EXTRAIT À LIRE:
Les clients de la seconde population préfèrent quant à eux les
sons lents et graves, possédant un niveau et un amortissement
faibles.
Conclusion
Alors que, pour la première population, la priorité doit être
donnée à la fonction du son (« indiquer que le clignotant est
en marche »), la seconde population apprécierait davantage
que la sonorité du clignotant participe au confort global du
véhicule ; elle attend des constructeurs qu’ils explorent les
possibilités offertes par l’électronique pour proposer de
nouvelles sonorités.
Cependant, tous s’accordent à dire que les sons actuels ne
sont pas très agréables.
Le test a ainsi permis de mettre en exergue le pouvoir
évocateur des sons : certaines personnes rapprochent
ces sons de sonorités de montres, mais aussi d’animaux
et de matériaux. Ces éléments nous ouvrent de nouvelles
perspectives d’investigation.
Design sonore
Nous avions déjà l’idée que, dans le contexte de l’habitacle
automobile, des interactions s’opèrent entre le son et les
autres sens. Les rapprochements suggérés par les sujets
pendant le test nous confirment qu’il s’agit bien d’une direction
intéressante pour le design sonore des clignotants. Nous
décidons donc de créer des sons de clignotant qui seraient
cohérents avec l’ambiance à l’intérieur de l’habitacle, et en
particulier avec les matériaux utilisés pour recouvrir les sièges,
les panneaux de porte, la planche de bord…, l’objectif fixé
étant que l’audition s’associe à la vision et au toucher. Nous
souhaitons aussi créer des sons différents, destinés aux
différents types de véhicules produits par Renault : véhicules
familiaux ou sportifs, petites citadines ou véhicules haut de
gamme, automobiles pour lesquelles une ambiance spécifique
est définie.
Méthode
Afin de créer des sons en relation directe avec la composition
des matériaux (bois, métal, plastique, tissu…) et avec le
toucher (claquement, frottement…), nous décidons de
travailler avec l’équipe Perception et Design Sonores de
l’Ircam en utilisant le logiciel de synthèse sonore Modalys,
développé par l’Ircam depuis bientôt quinze ans. Il s’agit en
effet d’un logiciel de synthèse sonore basé sur des modèles
physiques, ce qui donne accès à une vaste bibliothèque de
structures physiques élémentaires, soit mécaniques (corde,
plaque…), soit acoustiques (tube ouvert, fermé…) et à une
série d’interactions physiques (frappé, frotté, soufflé ou même
collé…).
De plus, grâce à sa propriété de modularité, il offre la
possibilité de combiner les divers modèles élémentaires
décrits ci-dessus afin de créer une structure complexe. On
peut ainsi recréer un instrument de musique, ou créer de toute
pièce une structure chimérique beaucoup plus éloignée de la
réalité. Le son produit par Modalys est la réponse vibratoire
d’un ou plusieurs points du modèle, comme si l’on plaçait un
microphone de contact à la surface de la structure considérée
(cf. [6]).

LIGNES DE DONNÉES:
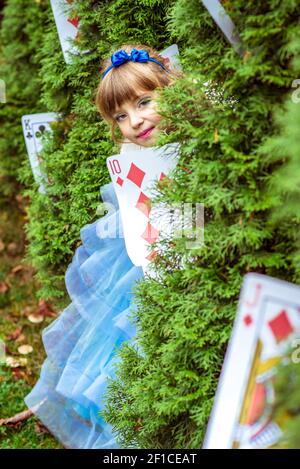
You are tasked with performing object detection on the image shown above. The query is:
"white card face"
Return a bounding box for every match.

EXERCICE PROPOSÉ 1: Recopiez fidèlement un passage de l'extrait sur le son des clignotants : commencez aux mots contenant "Le test a ainsi" et arrêtez-vous après "perspectives d’investigation.".
EXERCICE PROPOSÉ 2: D'après l'extrait sur le son des clignotants, quel logiciel de synthèse sonore est retenu pour créer les nouveaux sons ?

BONNE RÉPONSE 1:
Le test a ainsi permis de mettre en exergue le pouvoir
évocateur des sons : certaines personnes rapprochent
ces sons de sonorités de montres, mais aussi d’animaux
et de matériaux. Ces éléments nous ouvrent de nouvelles
perspectives d’investigation.

BONNE RÉPONSE 2: Le logiciel Modalys, développé par l'Ircam.